Scientific classification
- Kingdom: Plantae
- Clade: Tracheophytes
- Clade: Angiosperms
- Clade: Eudicots
- Clade: Rosids
- Order: Malvales
- Family: Cistaceae
- Genus: Cistus
- Species: C. inflatus
- Binomial name: Cistus inflatus Pourr. ex J.-P.Demoly
- Synonyms: Cistus hirsutus Lam. (1786), nom. illeg., non Lam. (1779); Cistus psilosepalus auct., non Sweet;

= Cistus inflatus =

- Authority: Pourr. ex J.-P.Demoly
- Conservation status: LC
- Synonyms: Cistus hirsutus Lam. (1786), nom. illeg., non Lam. (1779), Cistus psilosepalus auct., non Sweet

Species of flowering plants

Cistus inflatus is a shrubby species of flowering plant in the family Cistaceae, often known as Cistus psilosepalus, although this name is a synonym of the hybrid Cistus × laxus. It has white flowers.

(Data entries)
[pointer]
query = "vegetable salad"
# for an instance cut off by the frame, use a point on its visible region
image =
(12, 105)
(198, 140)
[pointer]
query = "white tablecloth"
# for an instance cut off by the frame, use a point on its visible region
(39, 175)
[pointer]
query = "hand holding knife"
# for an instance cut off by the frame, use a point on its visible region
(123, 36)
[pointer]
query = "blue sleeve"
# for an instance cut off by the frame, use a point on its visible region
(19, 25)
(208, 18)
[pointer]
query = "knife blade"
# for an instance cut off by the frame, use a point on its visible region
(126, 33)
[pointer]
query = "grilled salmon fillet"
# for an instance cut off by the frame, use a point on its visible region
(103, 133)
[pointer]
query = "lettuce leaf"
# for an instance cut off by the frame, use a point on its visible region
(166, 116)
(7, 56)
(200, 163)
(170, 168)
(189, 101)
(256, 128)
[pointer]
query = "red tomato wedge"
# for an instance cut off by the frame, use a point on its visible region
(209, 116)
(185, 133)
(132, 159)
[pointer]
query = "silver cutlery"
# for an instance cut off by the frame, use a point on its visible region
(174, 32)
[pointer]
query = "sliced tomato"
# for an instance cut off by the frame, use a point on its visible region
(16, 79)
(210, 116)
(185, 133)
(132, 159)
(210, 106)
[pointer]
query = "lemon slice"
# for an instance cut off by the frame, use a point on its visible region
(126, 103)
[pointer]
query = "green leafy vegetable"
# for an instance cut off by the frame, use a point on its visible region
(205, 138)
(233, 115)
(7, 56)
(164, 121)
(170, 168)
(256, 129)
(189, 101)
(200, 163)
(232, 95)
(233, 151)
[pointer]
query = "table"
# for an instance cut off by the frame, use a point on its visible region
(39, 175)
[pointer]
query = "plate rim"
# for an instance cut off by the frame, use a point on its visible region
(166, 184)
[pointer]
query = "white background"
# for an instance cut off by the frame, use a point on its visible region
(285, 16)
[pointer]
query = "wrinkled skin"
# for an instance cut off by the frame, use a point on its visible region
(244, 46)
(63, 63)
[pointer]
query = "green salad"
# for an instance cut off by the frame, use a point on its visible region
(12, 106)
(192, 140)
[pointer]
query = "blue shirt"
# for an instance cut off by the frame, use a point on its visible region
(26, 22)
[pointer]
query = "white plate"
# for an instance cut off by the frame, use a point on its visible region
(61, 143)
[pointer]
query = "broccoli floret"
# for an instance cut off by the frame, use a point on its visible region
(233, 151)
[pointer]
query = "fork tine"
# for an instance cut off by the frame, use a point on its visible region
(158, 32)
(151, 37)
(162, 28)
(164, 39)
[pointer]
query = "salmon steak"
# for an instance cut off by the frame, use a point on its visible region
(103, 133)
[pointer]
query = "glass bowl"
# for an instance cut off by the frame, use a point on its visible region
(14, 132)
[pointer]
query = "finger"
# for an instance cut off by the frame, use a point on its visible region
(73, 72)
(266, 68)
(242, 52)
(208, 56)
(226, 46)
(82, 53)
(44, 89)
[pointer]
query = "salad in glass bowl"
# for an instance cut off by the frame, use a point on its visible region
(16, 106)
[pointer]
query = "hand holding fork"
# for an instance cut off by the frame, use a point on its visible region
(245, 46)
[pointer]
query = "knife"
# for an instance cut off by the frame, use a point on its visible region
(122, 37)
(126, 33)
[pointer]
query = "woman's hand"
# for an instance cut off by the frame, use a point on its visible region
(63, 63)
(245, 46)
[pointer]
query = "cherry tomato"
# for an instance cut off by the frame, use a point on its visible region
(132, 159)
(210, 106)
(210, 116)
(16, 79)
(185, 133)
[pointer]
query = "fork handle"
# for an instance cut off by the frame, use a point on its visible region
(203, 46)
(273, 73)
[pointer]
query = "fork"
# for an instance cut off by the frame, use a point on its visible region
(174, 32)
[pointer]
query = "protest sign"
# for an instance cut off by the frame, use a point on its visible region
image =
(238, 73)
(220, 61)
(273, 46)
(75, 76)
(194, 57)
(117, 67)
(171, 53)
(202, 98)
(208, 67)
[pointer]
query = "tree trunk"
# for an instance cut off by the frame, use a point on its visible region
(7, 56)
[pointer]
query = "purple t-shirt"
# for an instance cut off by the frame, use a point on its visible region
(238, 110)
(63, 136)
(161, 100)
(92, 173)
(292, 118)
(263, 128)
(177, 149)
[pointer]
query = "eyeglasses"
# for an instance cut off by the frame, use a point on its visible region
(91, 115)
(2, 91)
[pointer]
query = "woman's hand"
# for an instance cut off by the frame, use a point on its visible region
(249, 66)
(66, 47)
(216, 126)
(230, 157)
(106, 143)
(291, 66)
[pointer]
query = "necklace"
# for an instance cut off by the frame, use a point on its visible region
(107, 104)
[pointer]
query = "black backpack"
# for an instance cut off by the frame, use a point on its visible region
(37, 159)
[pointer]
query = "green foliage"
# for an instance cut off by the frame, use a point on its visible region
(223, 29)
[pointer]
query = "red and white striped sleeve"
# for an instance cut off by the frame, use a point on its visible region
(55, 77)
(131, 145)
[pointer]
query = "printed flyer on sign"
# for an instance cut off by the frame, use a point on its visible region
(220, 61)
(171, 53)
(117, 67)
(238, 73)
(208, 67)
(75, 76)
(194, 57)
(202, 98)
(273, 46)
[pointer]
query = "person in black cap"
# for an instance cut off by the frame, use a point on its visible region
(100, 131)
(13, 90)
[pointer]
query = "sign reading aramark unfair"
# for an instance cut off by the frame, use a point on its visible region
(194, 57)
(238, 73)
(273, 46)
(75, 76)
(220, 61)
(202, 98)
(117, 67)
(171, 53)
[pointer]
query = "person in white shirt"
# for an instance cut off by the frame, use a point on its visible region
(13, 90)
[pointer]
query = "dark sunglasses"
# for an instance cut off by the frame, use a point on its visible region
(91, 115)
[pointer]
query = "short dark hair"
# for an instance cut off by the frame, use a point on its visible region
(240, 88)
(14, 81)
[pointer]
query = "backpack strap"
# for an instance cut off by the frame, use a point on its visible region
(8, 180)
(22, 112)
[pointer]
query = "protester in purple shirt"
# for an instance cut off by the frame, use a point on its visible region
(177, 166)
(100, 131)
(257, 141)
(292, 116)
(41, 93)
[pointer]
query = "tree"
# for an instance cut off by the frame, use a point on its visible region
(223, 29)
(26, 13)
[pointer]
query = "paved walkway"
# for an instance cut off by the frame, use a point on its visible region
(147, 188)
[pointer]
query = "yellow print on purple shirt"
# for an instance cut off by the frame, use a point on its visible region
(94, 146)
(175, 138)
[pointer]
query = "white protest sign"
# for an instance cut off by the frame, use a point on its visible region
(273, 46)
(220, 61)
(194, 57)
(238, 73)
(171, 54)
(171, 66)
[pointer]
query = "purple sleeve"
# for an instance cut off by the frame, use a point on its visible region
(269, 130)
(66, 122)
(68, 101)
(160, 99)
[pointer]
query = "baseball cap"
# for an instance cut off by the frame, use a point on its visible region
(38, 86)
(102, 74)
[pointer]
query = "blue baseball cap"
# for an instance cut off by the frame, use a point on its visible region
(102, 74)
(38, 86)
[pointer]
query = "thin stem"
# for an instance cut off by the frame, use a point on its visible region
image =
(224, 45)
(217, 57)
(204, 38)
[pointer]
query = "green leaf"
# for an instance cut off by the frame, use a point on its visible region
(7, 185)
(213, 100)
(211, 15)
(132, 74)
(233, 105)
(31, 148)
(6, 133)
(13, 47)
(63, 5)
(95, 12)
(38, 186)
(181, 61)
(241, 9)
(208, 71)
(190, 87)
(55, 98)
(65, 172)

Tasks →
1. According to the Cistus inflatus text, what color are the plant's flowers?
2. Set down the passage from the Cistus inflatus text, beginning at the words "Species of flowering plants" and stopping after "has white flowers.".
3. Write the next part of the text on Cistus inflatus, picking up right after its last sentence.
These data entries come from a different source than the Cistus inflatus text.

Numbered responses →
1. White.

2.
Species of flowering plants

Cistus inflatus is a shrubby species of flowering plant in the family Cistaceae, often known as Cistus psilosepalus, although this name is a synonym of the hybrid Cistus × laxus. It has white flowers.

3.
==Description==
Cistus inflatus is a slightly spreading shrub, up to 1 m tall. It leaves are green, oblong in shape, usually 2–6 cm long by 5–20 mm wide, with turned under (revolute) margins, variably hairy, with long simple and stellate hairs on both sides. The leaves are unstalked (sessile) and, at least near the base, have three veins. The flowers are arranged in cymes with one to five individual flowers, each 4–6 cm across with five white petals with narrowed yellow bases, and five sepals. The style is very short.

==Taxonomy==
Cistus inflatus has a somewhat confused nomenclatural history. In 1786, Jean-Baptiste Lamarck described this species under the name Cistus hirsutus, but it was an illegitimate name since he had earlier used it for a different species. In 1826, Robert Sweet published the name Cistus psilosepalus, which was then applied to this species by many authors. In 1997, Jean-Pierre Demoly identified Sweet's type as C. × laxus Aiton, a hybrid between this species and C. populifolius. As the name Cistus laxus was published by Aiton in 1789, it has priority over the name Cistus psilosepalus, which becomes a synonym. Demoly revived a name used (but not published) by Pierre André Pourret, namely C. inflatus.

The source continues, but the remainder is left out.